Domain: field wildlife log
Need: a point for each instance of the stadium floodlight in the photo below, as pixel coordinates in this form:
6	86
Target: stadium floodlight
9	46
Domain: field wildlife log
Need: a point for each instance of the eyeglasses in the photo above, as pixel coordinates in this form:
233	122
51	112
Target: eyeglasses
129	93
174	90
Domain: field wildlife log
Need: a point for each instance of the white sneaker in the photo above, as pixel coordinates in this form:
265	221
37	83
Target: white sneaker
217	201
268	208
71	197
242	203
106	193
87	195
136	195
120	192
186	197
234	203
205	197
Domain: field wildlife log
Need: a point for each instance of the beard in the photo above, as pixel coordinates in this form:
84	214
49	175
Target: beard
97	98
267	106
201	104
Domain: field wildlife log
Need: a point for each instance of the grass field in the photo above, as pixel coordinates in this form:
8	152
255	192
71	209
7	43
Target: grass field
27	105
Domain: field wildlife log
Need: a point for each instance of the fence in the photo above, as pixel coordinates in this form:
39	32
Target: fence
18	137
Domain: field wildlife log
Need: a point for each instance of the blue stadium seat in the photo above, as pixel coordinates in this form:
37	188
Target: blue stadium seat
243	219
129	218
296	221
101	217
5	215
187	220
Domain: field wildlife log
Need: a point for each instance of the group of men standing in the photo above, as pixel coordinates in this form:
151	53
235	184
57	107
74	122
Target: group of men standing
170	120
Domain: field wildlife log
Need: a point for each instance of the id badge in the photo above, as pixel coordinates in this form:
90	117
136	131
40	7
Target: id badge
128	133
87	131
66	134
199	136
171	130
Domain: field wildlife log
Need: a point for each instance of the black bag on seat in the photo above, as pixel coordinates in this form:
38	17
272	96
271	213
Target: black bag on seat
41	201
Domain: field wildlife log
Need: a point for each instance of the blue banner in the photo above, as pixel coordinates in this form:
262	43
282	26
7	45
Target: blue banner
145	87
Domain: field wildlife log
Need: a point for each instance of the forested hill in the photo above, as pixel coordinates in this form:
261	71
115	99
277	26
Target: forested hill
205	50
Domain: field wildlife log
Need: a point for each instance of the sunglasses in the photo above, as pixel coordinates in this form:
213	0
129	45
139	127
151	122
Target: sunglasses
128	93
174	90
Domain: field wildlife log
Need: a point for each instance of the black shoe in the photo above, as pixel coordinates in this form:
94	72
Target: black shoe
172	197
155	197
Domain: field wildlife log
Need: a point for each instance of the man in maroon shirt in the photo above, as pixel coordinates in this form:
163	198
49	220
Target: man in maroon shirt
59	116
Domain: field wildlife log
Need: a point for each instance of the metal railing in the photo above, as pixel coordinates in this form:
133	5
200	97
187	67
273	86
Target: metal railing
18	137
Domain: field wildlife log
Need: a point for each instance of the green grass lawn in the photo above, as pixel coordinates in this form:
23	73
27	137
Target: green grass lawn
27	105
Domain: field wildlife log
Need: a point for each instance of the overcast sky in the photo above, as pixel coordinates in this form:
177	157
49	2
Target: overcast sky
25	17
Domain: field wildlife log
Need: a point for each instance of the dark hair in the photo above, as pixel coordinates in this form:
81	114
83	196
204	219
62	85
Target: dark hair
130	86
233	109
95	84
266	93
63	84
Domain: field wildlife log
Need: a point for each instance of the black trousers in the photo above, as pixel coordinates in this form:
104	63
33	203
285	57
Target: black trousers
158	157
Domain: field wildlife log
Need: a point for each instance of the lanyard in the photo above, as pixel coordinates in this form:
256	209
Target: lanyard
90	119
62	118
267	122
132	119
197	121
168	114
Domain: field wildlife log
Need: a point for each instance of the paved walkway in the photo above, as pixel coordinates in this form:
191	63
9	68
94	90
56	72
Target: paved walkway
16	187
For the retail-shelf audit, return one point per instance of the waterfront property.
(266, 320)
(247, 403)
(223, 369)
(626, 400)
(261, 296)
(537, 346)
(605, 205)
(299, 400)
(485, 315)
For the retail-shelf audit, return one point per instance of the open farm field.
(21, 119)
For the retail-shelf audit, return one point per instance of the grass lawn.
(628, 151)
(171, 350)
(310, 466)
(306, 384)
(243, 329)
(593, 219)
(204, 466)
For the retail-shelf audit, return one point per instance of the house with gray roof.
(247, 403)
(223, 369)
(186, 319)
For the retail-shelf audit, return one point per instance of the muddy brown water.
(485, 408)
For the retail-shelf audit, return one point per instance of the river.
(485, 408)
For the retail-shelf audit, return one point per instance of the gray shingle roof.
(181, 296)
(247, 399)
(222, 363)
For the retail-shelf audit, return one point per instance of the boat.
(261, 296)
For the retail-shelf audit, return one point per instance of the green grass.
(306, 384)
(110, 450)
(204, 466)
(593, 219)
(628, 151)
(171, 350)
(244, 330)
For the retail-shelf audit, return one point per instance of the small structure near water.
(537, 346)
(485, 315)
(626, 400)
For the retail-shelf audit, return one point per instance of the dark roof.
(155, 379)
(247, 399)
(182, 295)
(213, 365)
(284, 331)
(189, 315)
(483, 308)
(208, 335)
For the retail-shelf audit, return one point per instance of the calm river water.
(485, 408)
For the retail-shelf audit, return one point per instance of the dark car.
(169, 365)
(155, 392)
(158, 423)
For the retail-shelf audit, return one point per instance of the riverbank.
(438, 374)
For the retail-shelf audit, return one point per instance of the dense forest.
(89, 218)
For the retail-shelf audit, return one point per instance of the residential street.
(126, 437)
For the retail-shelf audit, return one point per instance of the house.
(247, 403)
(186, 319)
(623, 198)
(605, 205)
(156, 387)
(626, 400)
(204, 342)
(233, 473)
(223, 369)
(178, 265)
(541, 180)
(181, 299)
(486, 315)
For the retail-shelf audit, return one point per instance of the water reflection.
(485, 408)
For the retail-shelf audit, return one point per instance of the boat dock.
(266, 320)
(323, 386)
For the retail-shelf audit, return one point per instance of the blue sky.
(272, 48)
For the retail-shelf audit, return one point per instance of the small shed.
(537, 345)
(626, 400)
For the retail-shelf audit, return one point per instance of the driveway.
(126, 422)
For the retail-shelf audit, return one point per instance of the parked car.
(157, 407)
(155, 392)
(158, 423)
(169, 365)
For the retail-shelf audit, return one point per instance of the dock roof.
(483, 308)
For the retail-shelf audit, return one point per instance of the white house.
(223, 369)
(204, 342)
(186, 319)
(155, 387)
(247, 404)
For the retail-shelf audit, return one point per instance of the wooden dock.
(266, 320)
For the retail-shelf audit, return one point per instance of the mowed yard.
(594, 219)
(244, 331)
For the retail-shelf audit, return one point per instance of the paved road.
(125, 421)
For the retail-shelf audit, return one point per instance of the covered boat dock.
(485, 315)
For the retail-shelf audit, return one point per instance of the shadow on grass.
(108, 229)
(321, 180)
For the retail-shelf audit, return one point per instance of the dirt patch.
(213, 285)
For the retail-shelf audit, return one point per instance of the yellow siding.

#### Task objective
Once you have read the listing, retype it in full, word for word.

#### Response to this task
Domain: field wildlife log
Need: a point for each instance of the stadium floodlight in the photo below, as pixel coordinates in this form:
6	86
Target: stadium floodlight
9	46
Domain: field wildlife log
Need: a point for each instance of the eyeglasses in the photo above, as pixel coordinates in this form:
233	122
51	112
Target: eyeglasses
129	93
174	90
Domain: field wildlife log
Need: a point for each instance of the white sneaker in the photo above, as pixel coordinates in this form:
265	221
37	83
Target: white sneaker
217	201
268	208
71	197
242	203
106	193
87	195
136	195
120	192
186	197
234	203
205	197
Domain: field wildlife log
Need: a point for each instance of the beard in the photo above, as pixel coordinates in this form:
84	214
49	175
Target: beard
97	98
267	106
201	104
Domain: field wildlife log
Need: a point for each instance of the grass field in the photo above, as pixel coordinates in this form:
8	152
255	192
71	209
7	43
Target: grass field
27	105
Domain: field wildlife log
Need: a point for each instance of the fence in the photo above, as pixel coordinates in this form:
39	32
Target: fence
18	137
Domain: field wildlife log
Need: a point for each instance of the blue stadium seat in the photo above, as pixel coordinates in this form:
37	188
Target: blue stadium seat
243	219
129	218
296	221
101	217
5	215
187	220
Domain: field wildlife log
Need: a point for each instance of the group of men standing in the photo above, as pixel coordinates in this form:
151	53
235	184
57	107
74	122
Target: group of men standing
170	120
Domain: field wildlife log
Need: a point for each instance of the id badge in the photo above, as pixel coordinates in this form:
90	117
136	131
40	7
Target: id badge
128	133
87	131
66	134
199	136
171	130
Domain: field wildlife log
Need: a point for each instance of the black bag on seat in the photo above, as pixel coordinates in this form:
38	17
272	96
271	213
Target: black bag on seat
41	201
Domain: field wildlife log
Need: a point for each instance of the blue banner in the photo above, as pixel coordinates in this form:
262	43
282	26
7	45
Target: blue banner
145	87
Domain: field wildlife log
Need: a point for each instance of the forested hill in the photo above, as pixel coordinates in this form:
261	71
115	99
277	26
Target: forested hill
205	50
Domain: field wildlife log
Need: a point for each instance of the sunglasses in the photo above, as pixel coordinates in this form:
213	0
129	45
139	127
151	122
Target: sunglasses
128	93
174	90
Domain: field wildlife log
Need: a point for each instance of the black shoe in the photo above, as pixel coordinates in this form:
94	72
Target: black shoe
172	197
155	197
Domain: field wildlife log
Need: a point for each instance of the man in maroon shirt in the photo above, as pixel coordinates in this form:
163	198
49	220
Target: man in maroon shirt
59	116
Domain: field wildlife log
Need: a point for each instance of the metal railing in the photo above, as pixel coordinates in this form:
133	5
200	97
187	67
273	86
Target: metal railing
18	137
Domain: field wildlife log
Need: a point for each instance of the green grass lawn in the photo above, as pixel coordinates in this form:
23	73
27	137
Target: green grass lawn
27	105
Domain: field wildlife log
Need: a point for each instance of the overcast sky in the photo above, as pixel coordinates in this form:
177	157
49	2
Target: overcast sky
25	17
Domain: field wildlife log
Need: a point for each instance of the dark hair in the photo above, as pixel coordinates in this form:
81	114
83	196
204	219
62	85
Target: dark hair
130	86
233	109
95	84
266	93
63	84
Domain: field wildlife log
Need: a point for each instance of the black trousers in the photo above, as pixel coordinates in this form:
104	63
33	203
285	57
Target: black trousers
158	157
Domain: field wildlife log
Need: a point for each instance of the lanyard in the photo above, as pixel coordinates in this form:
256	209
Target: lanyard
90	119
62	118
267	122
132	119
197	121
168	114
Domain: field wildlife log
Need: a point for each instance of the paved walkway in the photo above, as pixel coordinates in this form:
191	63
9	68
94	90
56	72
Target: paved walkway
16	187
For the retail-shelf audit, return one point per instance of the waterfront property.
(266, 320)
(247, 403)
(223, 369)
(626, 400)
(261, 296)
(537, 346)
(605, 205)
(299, 400)
(485, 315)
For the retail-shelf audit, return one point per instance of the open farm field.
(21, 119)
For the retail-shelf audit, return one point per instance of the grass lawn.
(628, 151)
(171, 350)
(310, 466)
(306, 384)
(243, 329)
(593, 219)
(204, 466)
For the retail-shelf audit, return one point per instance of the house with gray roof.
(247, 403)
(223, 369)
(186, 319)
For the retail-shelf audit, return one point per instance of the muddy brown water.
(485, 408)
For the retail-shelf audit, return one point per instance of the river.
(485, 408)
For the retail-shelf audit, return one point per instance of the gray shingle roof.
(181, 296)
(247, 399)
(222, 363)
For the retail-shelf audit, return one point per instance of the boat.
(261, 296)
For the retail-shelf audit, return one point per instance of the green grass.
(306, 384)
(110, 450)
(204, 466)
(593, 219)
(628, 151)
(171, 350)
(244, 330)
For the retail-shelf audit, return one point per instance of the small structure near water.
(537, 346)
(485, 315)
(626, 400)
For the retail-shelf audit, return one point per instance of the dark roof.
(155, 379)
(247, 399)
(182, 295)
(213, 365)
(284, 331)
(189, 315)
(483, 308)
(208, 335)
For the retail-shelf audit, return one point per instance of the calm river water.
(485, 408)
For the retail-shelf audit, return one point per instance of the dark car.
(169, 365)
(155, 392)
(158, 423)
For the retail-shelf audit, return one point per instance of the riverbank.
(438, 374)
For the retail-shelf audit, return one point per instance of the dense forest.
(89, 218)
For the retail-shelf audit, return one point per instance of the residential street.
(126, 437)
For the retail-shelf audit, return one point per instance of the house.
(247, 403)
(186, 319)
(623, 198)
(605, 205)
(156, 387)
(626, 400)
(204, 342)
(233, 473)
(223, 369)
(178, 265)
(541, 180)
(181, 299)
(486, 315)
For the retail-shelf audit, return one point per instance of the water reflection.
(485, 408)
For the retail-shelf audit, return one point per instance of the boat dock.
(266, 320)
(323, 386)
For the retail-shelf audit, return one point per instance of the blue sky.
(272, 48)
For the retail-shelf audit, return one point per instance of the small shed.
(537, 345)
(626, 400)
For the retail-shelf audit, return one point per instance of the driveway.
(126, 422)
For the retail-shelf audit, return one point per instance of the parked car.
(157, 407)
(155, 392)
(158, 423)
(169, 365)
For the retail-shelf audit, return one point per instance of the dock roof.
(483, 308)
For the retail-shelf audit, return one point per instance of the white house.
(223, 369)
(204, 342)
(186, 319)
(155, 387)
(247, 404)
For the retail-shelf audit, return one point per instance of the wooden dock.
(266, 320)
For the retail-shelf audit, return one point per instance of the mowed yard.
(594, 219)
(244, 331)
For the retail-shelf audit, return one point per instance of the paved road.
(125, 421)
For the retail-shelf audit, return one point per instance of the covered boat dock.
(485, 315)
For the retail-shelf audit, return one point per instance of the shadow on grass.
(108, 229)
(321, 180)
For the retail-shelf audit, return one point per instance of the dirt patch.
(213, 285)
For the retail-shelf audit, return one point per instance of the yellow siding.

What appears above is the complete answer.